### Requirement
Continue the article on Rose Valley and the West Bengal conglomerates from where it stops.

### Extracted text
Citizens' Issues
Will Rose Valley’s clones, flourishing with CPM’s help, come under the lens now?

SEBI has stopped Rose Valley from accepting deposits, but it is just one of the several dubious conglomerates flourishing in the communist-ruled states of West Bengal and Tripura, thanks to a combination of financial illiteracy and political protection

It was more ubiquitous than Coca-Cola and Pepsi and could almost vie with the ruling party's logo. Over the past five years, if you looked at hoardings and watched TV channels, you could not have spent more than a few minutes without coming across the name Rose Valley. As sponsors of prime time news, at every major event and finally as the promoter of a brand new channel, Rose Valley was in your face. Now it has got into the national media for the wrong reasons. Suddenly this week, the market regulator Securities and Exchange Board of India (SEBI) clamped down on Rose Valley Real Estates and Construction Limited for raising funds from the public, without a registration certificate for 'collective investment schemes'.

But Rose Valley is just one. In the last couple of years, West Bengal has seen the emergence of quite a few chain-marketing companies and homegrown business conglomerates. Amazingly, these groups are all Bengali-owned, but they're hardly an example of Bengali entrepreneurship of any kind.

### Given material
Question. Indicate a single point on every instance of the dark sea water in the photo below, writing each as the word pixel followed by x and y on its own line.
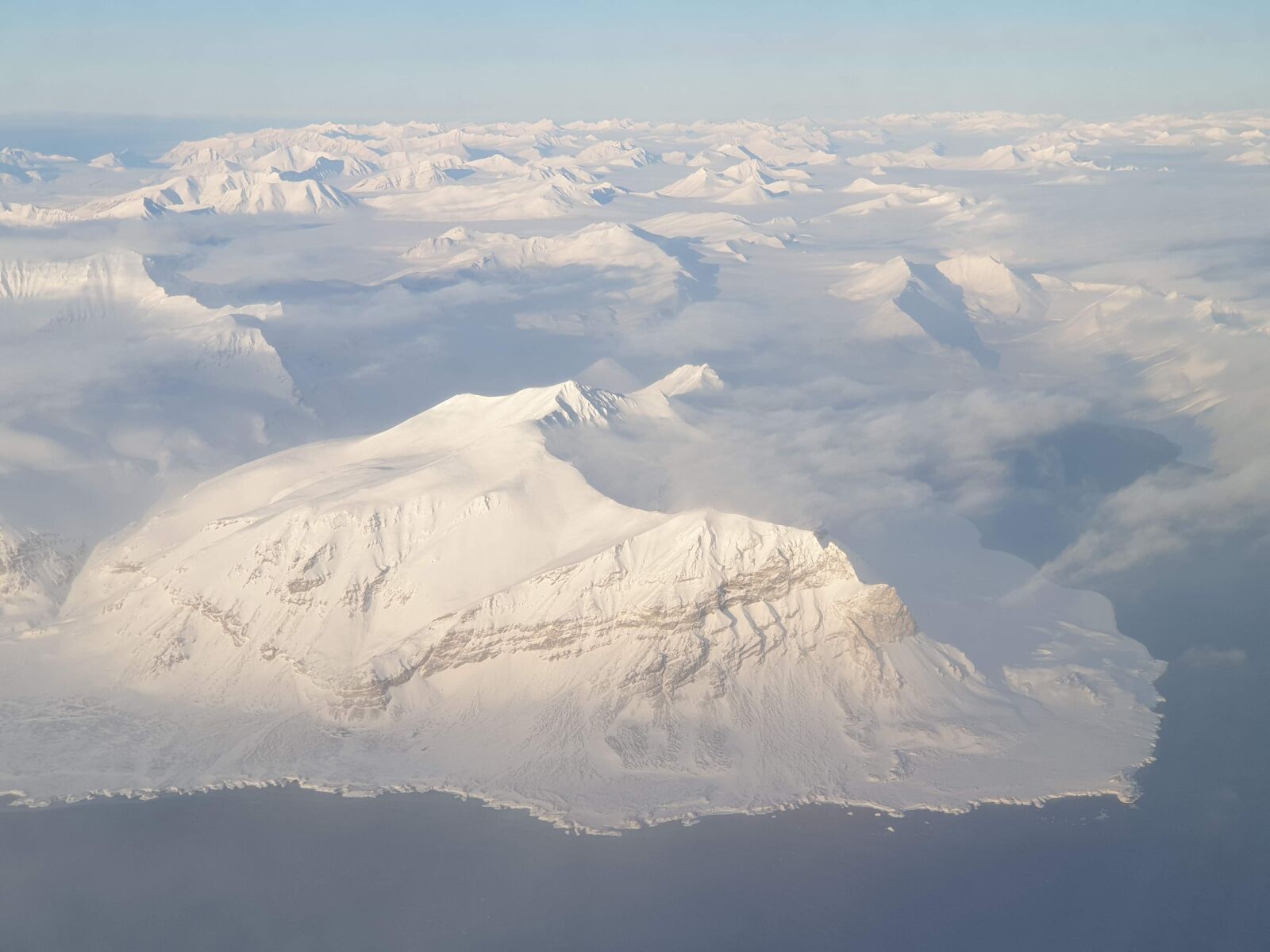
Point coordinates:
pixel 1187 867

### Task response
Among them, Rose Valley, Icore Group MPS Group and Saradha group are the most visible. They are all about a decade old and claim to be highly diversified conglomerates today. Collectively, chain-marketing schemes are whispered to have raised over Rs10,000 crores, mostly from lower-middle class people in West Bengal and Tripura, both communist-ruled states. With that money they have bought media space and acquired legitimacy. Rose Valley has been a big advertiser with Ananda Bazar Patrika (ABP) group. ABP has gone out of its way to promote them and celebrate their "entrepreneurship".

MPS Greenery Developers Limited, the flagship company of the MPS group, is based in Jhargram, and deals in agro-products and food processing. Rose Valley started as some kind of insurance and small-savings scheme, but it has now expanded into a long list of sectors such as hotels (Hotel Rose Valley), foods (Taste Me), amusement parks (at Agartala and Kolkata), resorts, media (Ruposhi Bangla, a Bengali entertainment channel, and News Time, a news channel) and garments (RV Fashions). Rose Valley's representatives claim that the company has 10,000 acres of land all over India, 14 regional offices, 500 branch offices, 5,000 employees, and so on. Rose Valley claims it is setting up many housing projects, hotels and hospitals. But its website is down since SEBI clamped down on its schemes.

Nobody knew exactly where the money was coming from for these companies, but everybody suspected that it was some kind of a pyramid marketing scheme, made infamous 30 years ago by the failed Sanchaita Investments. SEBI says, Rose Valley does not have the required registration and appears to be raising funds through collective investment scheme(CIS), by collecting money from people on the promise of land. As the SEBI order points out, Rose Valley's application was rejected in 2003, and the company was unable to produce the required documents about deals with customers.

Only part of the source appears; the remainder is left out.